## Description of the task
In the account of the endoscopy below, replace "ultrasound" with "CT scan" and write out everything from "I work in healthcare, and" down to "from the inside.".

## Supplied text

I work in healthcare, and I have in some form of my life for about 15 years. I’ve been a caregiver. I’ve been to working for a hospital system for nearly 5 years. We say, in the medical field, that our co-workers make the worst patients. So me putting off the ultrasound was just par for the course. Then I went and they found…nothing…everything looked okay. It was off to the Gastroenterologist for me… Off I go to another doctor, more questions and more tests. The endoscopy. I joked with the doctor that I was getting the ultimate selfie, taken from the inside.

By the time I was waking up in the recovery room, eating the graham crackers and drinking juice, the doctor was coming in and saying that there was bunting in my duodenum, and that might be a sign of celiac…this was the day before Valentines day. We were going to the beach that weekend with my husband’s family. We drove, with me still recovering from the anesthesia and discussing what this might mean. There was lots of google and discussions and then we didn’t think about it for a few days. There was also a sick cat and family things and the rest of life.

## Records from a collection

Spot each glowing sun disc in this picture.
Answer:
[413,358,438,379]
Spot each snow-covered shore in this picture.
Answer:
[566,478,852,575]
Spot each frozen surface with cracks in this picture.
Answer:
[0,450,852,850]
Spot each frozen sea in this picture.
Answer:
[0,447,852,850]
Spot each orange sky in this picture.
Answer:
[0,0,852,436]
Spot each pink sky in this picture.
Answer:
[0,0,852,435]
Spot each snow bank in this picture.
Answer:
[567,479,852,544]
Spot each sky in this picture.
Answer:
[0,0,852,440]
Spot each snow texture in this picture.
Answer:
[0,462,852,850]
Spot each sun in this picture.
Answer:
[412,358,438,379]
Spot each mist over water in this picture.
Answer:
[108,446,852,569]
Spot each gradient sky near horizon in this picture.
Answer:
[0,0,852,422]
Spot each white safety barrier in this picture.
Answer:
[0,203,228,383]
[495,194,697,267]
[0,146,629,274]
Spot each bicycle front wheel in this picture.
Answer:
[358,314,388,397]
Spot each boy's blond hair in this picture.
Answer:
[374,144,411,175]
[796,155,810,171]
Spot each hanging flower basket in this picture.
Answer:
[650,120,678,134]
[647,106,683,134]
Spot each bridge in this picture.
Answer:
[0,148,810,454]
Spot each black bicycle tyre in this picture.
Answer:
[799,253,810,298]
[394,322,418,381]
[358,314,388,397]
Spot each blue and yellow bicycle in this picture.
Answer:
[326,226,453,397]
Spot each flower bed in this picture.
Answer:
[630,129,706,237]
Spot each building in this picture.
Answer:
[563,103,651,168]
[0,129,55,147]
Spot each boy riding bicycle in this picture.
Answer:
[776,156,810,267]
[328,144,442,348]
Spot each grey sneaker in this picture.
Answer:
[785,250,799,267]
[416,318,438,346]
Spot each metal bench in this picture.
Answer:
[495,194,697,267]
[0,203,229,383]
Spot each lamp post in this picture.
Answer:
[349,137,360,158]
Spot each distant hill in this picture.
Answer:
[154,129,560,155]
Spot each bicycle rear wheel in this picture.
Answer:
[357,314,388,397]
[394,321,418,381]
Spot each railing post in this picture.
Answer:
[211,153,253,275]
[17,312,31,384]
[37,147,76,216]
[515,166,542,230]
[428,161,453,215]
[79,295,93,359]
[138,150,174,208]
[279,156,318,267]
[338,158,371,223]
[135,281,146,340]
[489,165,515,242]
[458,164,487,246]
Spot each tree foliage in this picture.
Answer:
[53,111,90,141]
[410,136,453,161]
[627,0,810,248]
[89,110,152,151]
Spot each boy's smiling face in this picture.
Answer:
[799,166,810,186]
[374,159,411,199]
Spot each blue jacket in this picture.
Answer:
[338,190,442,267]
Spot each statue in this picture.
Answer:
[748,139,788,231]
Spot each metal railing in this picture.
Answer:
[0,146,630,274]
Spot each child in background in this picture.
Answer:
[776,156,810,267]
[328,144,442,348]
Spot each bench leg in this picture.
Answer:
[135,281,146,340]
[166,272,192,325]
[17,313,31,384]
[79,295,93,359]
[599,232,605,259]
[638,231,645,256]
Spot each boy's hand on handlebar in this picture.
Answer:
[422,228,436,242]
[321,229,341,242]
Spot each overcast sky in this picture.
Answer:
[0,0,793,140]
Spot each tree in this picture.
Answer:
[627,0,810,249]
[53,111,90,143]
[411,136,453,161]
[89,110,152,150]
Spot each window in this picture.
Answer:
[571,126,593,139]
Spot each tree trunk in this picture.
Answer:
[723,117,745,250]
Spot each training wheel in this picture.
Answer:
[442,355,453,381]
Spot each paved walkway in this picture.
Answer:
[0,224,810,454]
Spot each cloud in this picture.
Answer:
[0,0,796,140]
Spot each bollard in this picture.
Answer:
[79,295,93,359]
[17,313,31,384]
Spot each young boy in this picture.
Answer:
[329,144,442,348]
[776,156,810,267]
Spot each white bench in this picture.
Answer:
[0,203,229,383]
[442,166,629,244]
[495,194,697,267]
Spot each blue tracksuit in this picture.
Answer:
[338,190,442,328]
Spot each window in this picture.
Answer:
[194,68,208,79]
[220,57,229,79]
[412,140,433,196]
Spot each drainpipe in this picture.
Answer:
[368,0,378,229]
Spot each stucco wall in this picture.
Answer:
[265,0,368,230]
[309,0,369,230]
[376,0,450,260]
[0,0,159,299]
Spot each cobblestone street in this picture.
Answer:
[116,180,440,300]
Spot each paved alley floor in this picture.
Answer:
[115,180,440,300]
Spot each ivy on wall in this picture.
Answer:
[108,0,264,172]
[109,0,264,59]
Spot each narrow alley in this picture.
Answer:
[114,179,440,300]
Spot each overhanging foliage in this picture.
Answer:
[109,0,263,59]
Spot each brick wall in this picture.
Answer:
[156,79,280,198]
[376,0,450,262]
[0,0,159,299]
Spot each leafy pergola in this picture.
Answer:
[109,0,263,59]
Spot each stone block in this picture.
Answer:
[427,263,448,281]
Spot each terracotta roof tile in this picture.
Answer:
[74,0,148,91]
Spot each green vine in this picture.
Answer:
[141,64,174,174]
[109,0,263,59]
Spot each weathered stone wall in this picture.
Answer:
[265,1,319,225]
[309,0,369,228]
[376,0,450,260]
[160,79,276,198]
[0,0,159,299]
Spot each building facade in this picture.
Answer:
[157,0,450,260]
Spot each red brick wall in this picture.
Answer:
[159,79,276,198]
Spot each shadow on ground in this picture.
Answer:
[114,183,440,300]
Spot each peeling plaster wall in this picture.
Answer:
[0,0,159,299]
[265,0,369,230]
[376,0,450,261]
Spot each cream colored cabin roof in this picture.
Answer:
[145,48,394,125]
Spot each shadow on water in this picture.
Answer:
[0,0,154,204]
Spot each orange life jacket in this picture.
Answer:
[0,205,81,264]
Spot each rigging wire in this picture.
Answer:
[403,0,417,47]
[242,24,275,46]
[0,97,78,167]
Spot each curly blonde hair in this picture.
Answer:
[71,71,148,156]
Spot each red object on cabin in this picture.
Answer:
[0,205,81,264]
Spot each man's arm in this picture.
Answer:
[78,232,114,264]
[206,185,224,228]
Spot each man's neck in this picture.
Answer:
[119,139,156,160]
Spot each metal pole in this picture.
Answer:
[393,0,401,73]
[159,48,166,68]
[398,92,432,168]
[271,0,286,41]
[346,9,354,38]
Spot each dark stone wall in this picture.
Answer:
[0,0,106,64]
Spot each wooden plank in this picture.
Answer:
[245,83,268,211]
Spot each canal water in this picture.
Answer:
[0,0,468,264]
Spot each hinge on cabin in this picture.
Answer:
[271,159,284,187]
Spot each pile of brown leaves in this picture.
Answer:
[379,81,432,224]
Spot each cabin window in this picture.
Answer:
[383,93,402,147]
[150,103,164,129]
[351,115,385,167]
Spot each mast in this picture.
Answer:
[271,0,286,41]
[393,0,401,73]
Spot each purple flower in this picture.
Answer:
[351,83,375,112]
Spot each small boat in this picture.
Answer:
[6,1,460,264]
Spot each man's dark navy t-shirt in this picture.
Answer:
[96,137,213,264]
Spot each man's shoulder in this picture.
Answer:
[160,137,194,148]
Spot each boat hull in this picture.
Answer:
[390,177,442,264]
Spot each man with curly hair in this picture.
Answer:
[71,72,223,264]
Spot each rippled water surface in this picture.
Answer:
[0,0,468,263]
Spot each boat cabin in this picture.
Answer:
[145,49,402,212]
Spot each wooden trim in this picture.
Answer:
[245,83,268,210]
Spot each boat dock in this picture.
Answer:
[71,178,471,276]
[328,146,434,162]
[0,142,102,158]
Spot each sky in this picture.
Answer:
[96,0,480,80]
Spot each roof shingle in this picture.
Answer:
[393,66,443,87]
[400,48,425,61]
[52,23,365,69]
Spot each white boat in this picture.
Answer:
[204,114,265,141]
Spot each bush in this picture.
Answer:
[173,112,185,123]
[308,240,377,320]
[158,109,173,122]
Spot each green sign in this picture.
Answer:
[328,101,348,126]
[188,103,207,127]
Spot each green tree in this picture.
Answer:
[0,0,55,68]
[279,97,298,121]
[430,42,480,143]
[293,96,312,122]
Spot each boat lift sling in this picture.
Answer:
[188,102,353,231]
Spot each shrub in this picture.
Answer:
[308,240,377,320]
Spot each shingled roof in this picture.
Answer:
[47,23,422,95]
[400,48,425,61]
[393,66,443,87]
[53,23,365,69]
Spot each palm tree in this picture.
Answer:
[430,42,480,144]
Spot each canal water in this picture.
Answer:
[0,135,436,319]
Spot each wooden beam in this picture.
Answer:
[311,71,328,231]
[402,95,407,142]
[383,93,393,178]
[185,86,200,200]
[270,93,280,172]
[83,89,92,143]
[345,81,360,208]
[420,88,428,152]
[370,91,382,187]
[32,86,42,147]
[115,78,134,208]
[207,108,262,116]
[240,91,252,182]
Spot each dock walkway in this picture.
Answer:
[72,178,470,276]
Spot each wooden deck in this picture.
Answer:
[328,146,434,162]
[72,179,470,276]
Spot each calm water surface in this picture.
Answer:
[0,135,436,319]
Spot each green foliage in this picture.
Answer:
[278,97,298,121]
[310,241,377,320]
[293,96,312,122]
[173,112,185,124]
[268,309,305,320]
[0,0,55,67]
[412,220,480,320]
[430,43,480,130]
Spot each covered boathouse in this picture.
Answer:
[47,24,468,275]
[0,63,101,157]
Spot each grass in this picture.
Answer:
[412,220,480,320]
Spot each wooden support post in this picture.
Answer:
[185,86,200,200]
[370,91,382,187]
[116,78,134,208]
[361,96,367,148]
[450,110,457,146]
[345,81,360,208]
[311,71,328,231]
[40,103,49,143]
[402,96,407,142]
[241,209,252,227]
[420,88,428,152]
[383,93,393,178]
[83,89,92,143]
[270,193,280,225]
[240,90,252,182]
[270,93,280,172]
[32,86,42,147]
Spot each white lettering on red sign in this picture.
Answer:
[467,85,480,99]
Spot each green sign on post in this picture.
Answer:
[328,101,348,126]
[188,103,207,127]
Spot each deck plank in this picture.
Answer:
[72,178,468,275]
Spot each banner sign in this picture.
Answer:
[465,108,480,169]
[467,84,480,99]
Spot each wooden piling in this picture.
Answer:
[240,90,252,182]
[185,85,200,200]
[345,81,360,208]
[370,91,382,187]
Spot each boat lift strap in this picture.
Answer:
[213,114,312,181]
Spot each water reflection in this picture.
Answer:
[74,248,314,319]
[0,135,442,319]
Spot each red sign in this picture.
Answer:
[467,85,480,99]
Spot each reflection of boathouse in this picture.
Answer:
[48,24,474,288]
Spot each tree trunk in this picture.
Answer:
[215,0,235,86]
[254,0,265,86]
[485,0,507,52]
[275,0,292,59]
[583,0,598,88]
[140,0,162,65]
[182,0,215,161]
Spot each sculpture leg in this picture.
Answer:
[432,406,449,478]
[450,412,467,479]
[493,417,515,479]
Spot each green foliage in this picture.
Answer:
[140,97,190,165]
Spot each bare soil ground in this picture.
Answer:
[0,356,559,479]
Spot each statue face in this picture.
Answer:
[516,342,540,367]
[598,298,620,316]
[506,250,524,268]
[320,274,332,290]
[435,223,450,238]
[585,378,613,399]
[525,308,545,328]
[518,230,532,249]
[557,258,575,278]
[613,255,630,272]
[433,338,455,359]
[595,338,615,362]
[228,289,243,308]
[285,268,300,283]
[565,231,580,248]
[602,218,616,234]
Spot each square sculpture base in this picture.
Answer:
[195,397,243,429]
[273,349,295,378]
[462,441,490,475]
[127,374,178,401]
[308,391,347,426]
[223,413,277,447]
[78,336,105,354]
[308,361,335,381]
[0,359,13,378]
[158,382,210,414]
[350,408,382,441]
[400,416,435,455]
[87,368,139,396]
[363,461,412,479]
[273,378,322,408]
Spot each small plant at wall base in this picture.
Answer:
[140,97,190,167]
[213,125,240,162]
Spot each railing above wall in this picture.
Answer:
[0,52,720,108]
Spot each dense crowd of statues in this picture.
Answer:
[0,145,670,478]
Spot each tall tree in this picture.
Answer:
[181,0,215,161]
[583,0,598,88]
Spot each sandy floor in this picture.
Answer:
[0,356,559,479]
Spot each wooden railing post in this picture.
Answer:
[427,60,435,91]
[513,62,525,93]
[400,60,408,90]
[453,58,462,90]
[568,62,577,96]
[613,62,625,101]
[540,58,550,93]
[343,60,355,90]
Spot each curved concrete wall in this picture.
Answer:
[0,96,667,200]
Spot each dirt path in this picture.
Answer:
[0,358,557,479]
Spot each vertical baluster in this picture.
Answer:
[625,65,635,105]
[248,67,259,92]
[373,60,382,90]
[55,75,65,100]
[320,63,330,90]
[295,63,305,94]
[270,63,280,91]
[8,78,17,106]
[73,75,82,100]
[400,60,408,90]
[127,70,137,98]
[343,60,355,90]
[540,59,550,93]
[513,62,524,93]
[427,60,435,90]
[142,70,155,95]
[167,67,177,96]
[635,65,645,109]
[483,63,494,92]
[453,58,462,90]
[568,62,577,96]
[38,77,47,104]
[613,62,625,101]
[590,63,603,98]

## Task response
I work in healthcare, and I have in some form of my life for about 15 years. I’ve been a caregiver. I’ve been to working for a hospital system for nearly 5 years. We say, in the medical field, that our co-workers make the worst patients. So me putting off the CT scan was just par for the course. Then I went and they found…nothing…everything looked okay. It was off to the Gastroenterologist for me… Off I go to another doctor, more questions and more tests. The endoscopy. I joked with the doctor that I was getting the ultimate selfie, taken from the inside.